# [WHAT TO WORK ON]
Rewrite the lines from the one containing "of the recessed" through the one containing "Target: recessed ceiling light", replacing each "recessed ceiling light" with "pendant lamp" and leaving all other text unchanged.

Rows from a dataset
----------
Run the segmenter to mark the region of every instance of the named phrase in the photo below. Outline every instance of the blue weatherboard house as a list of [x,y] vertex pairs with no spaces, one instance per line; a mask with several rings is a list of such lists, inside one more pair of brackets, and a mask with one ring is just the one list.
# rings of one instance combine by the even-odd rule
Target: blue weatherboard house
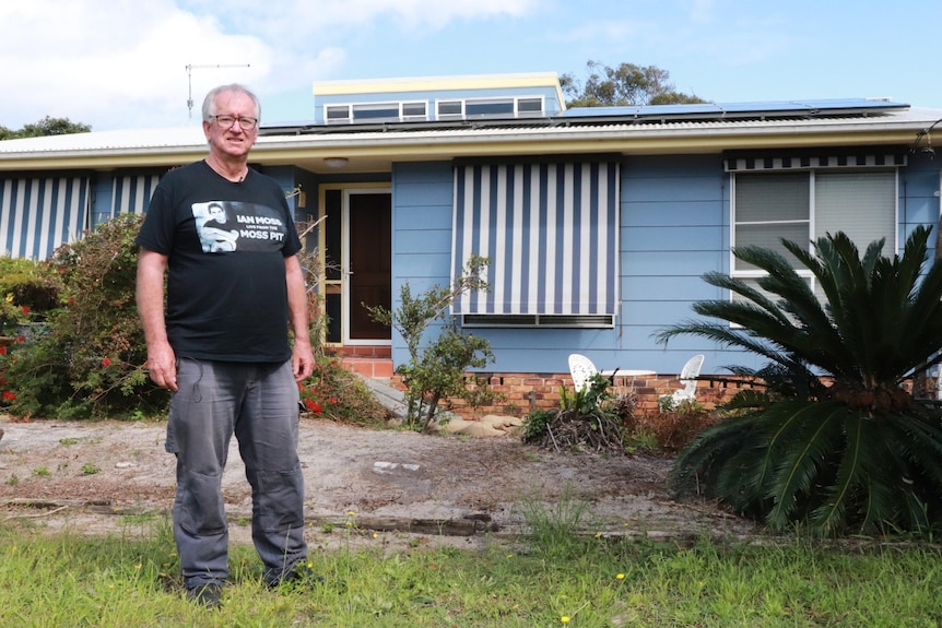
[[[417,294],[491,258],[491,291],[454,313],[526,406],[567,381],[570,353],[664,382],[693,354],[704,374],[760,366],[652,334],[729,297],[703,273],[757,276],[732,247],[844,230],[892,252],[937,226],[940,121],[864,98],[566,109],[553,73],[337,81],[314,85],[311,120],[262,119],[252,166],[282,181],[299,222],[325,218],[308,246],[326,262],[326,341],[368,375],[408,354],[361,304],[395,307],[404,283]],[[45,258],[144,212],[164,173],[205,152],[197,123],[0,142],[0,252]]]

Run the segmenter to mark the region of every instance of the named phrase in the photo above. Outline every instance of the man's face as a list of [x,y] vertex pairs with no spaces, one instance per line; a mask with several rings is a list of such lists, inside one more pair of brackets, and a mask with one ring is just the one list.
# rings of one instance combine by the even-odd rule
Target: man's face
[[[242,92],[222,92],[215,97],[215,115],[234,118],[257,118],[255,103],[251,97]],[[228,127],[220,125],[215,118],[203,121],[203,132],[210,143],[210,152],[220,157],[243,157],[248,155],[258,138],[258,125],[246,130],[239,127],[238,120]]]

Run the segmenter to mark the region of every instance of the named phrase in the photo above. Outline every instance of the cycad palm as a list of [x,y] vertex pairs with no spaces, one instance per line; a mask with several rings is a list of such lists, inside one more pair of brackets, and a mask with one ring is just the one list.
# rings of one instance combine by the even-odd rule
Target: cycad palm
[[915,229],[902,258],[882,256],[883,240],[861,258],[843,233],[816,240],[815,256],[785,241],[823,300],[767,249],[734,251],[768,273],[762,292],[704,275],[741,298],[699,301],[694,310],[707,319],[659,339],[694,334],[757,353],[766,367],[731,370],[768,386],[734,398],[722,408],[730,418],[681,453],[678,490],[706,486],[774,529],[927,532],[942,520],[942,412],[900,388],[942,348],[942,264],[922,274],[929,234]]

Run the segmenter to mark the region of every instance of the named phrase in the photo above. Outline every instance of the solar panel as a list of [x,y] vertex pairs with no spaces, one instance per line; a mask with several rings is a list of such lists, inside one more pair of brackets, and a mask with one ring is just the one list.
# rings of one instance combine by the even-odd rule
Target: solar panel
[[881,112],[909,105],[886,99],[825,98],[745,103],[691,103],[683,105],[631,105],[625,107],[574,107],[562,118],[716,119],[769,116],[826,116]]

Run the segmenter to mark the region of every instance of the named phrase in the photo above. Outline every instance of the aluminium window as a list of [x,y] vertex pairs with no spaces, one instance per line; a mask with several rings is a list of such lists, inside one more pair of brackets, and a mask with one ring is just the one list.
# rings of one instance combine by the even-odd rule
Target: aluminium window
[[[773,249],[794,262],[814,288],[811,271],[781,245],[788,239],[814,253],[813,240],[844,232],[863,250],[884,238],[884,254],[896,253],[897,177],[895,169],[738,173],[732,175],[732,247]],[[731,256],[733,277],[764,275]]]
[[326,105],[323,110],[325,119],[332,125],[399,122],[402,120],[426,120],[428,118],[428,103],[425,100]]
[[438,100],[436,115],[439,120],[463,120],[543,115],[542,96],[505,96],[490,98],[464,98]]
[[619,162],[458,162],[452,271],[490,258],[469,327],[611,328],[617,307]]

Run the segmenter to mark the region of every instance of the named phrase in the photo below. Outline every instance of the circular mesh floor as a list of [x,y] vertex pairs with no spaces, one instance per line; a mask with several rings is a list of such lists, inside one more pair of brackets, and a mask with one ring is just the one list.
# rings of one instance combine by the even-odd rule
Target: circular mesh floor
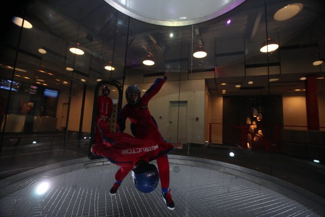
[[[174,210],[168,209],[160,198],[160,183],[153,192],[143,194],[133,186],[131,173],[116,195],[110,195],[118,167],[100,160],[52,169],[2,188],[0,216],[306,216],[325,213],[322,206],[295,192],[284,196],[186,162],[170,166]],[[37,195],[36,187],[45,181],[49,190]]]

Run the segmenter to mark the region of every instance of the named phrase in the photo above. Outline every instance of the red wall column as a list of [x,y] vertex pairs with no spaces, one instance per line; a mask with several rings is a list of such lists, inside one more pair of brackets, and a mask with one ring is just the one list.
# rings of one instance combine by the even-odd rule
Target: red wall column
[[308,130],[319,130],[319,115],[317,94],[317,80],[315,75],[308,75],[305,81],[307,124]]

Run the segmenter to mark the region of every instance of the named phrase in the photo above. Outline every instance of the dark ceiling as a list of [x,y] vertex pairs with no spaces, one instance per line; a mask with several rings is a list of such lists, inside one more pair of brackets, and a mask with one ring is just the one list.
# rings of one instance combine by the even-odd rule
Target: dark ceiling
[[[302,11],[282,21],[276,21],[274,13],[296,2],[268,0],[265,7],[264,1],[247,0],[212,20],[193,26],[168,27],[129,19],[102,0],[29,1],[25,17],[33,28],[22,32],[17,67],[31,74],[31,82],[42,77],[50,86],[60,84],[40,69],[62,81],[71,78],[71,73],[65,70],[71,67],[76,73],[74,79],[80,82],[84,78],[90,85],[95,85],[98,78],[118,80],[127,73],[155,76],[170,70],[172,80],[205,79],[212,94],[221,94],[223,89],[229,95],[294,92],[304,89],[300,77],[324,76],[323,66],[312,64],[325,56],[324,1],[298,2],[303,5]],[[13,15],[21,9],[15,9]],[[229,19],[232,22],[226,25]],[[13,65],[20,30],[13,24],[6,26],[3,70]],[[259,51],[267,36],[280,46],[268,55]],[[68,51],[77,43],[85,51],[82,56],[75,56]],[[208,55],[197,59],[191,54],[200,44]],[[41,47],[48,51],[46,54],[38,52]],[[142,63],[148,53],[155,59],[151,67]],[[116,68],[114,71],[104,69],[110,61]],[[274,78],[279,80],[269,82]],[[324,91],[325,79],[317,81],[318,90]],[[250,85],[248,81],[254,83]]]

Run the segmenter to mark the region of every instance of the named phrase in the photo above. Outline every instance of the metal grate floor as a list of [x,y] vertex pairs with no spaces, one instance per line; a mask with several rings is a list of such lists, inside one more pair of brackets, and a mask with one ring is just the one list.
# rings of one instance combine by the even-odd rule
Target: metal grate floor
[[[170,188],[175,209],[170,210],[160,197],[160,184],[152,193],[141,193],[133,186],[131,174],[116,195],[110,195],[117,169],[100,160],[13,183],[0,189],[0,216],[293,217],[325,213],[323,206],[293,192],[285,196],[233,175],[173,164]],[[48,191],[37,195],[36,187],[44,181],[49,183]]]

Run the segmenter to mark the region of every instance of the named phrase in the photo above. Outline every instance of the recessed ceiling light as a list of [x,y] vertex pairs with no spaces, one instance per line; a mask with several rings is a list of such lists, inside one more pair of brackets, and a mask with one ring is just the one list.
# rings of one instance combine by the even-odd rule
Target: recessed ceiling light
[[193,56],[196,58],[203,58],[207,56],[207,52],[201,45],[199,45],[199,47],[194,51]]
[[[10,69],[14,69],[13,67],[12,67],[11,66],[6,66],[7,68]],[[27,71],[25,70],[24,69],[19,69],[19,68],[16,68],[15,69],[15,70],[16,71],[18,71],[19,72],[27,72]]]
[[45,72],[45,71],[43,71],[43,70],[37,70],[37,71],[39,71],[39,72],[42,72],[42,73],[47,74],[48,75],[53,75],[53,74],[52,74],[52,73],[50,73],[49,72]]
[[[18,26],[21,26],[21,25],[22,25],[23,19],[20,17],[13,17],[11,21]],[[31,28],[32,25],[29,22],[25,20],[24,21],[24,25],[22,27],[26,28]]]
[[85,53],[85,52],[83,52],[83,50],[79,48],[77,48],[76,47],[72,47],[71,48],[69,49],[69,50],[72,53],[74,53],[77,55],[83,55],[84,53]]
[[277,21],[287,20],[296,16],[303,10],[304,6],[300,3],[288,5],[277,11],[273,18]]
[[108,71],[114,71],[115,70],[115,68],[111,67],[111,66],[106,66],[104,67],[106,70]]
[[40,48],[38,50],[40,53],[42,53],[42,54],[45,54],[45,53],[47,53],[46,50],[44,50],[43,48]]
[[146,57],[146,59],[143,60],[142,63],[146,66],[152,66],[154,64],[154,60],[151,55],[148,54]]
[[313,65],[314,66],[319,66],[320,64],[322,64],[323,63],[324,63],[323,60],[315,61],[314,63],[313,63]]
[[270,78],[269,79],[269,81],[272,82],[272,81],[277,81],[279,80],[278,78]]
[[264,42],[262,44],[259,51],[263,53],[270,52],[276,50],[278,47],[278,44],[272,40],[271,38],[268,38],[267,43],[266,41]]

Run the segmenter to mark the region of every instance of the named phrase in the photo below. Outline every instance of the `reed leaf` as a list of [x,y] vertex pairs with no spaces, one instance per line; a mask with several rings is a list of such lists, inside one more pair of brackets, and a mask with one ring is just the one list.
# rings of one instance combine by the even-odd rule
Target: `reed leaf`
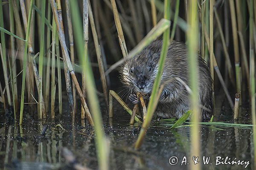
----------
# [OUTPUT OF THE TASK]
Run the segmenter to mark the region of every instance of the named phrase in the photo above. Outline every instance of the pendant lamp as a list of [x,y] vertex pairs with no spaces, one instance per line; a mask with several rings is a list of such lists, inside one more pair of brackets, and a mask with one ring is just the one list.
# rings of one instance combine by the even-odd rule
Target: pendant lamp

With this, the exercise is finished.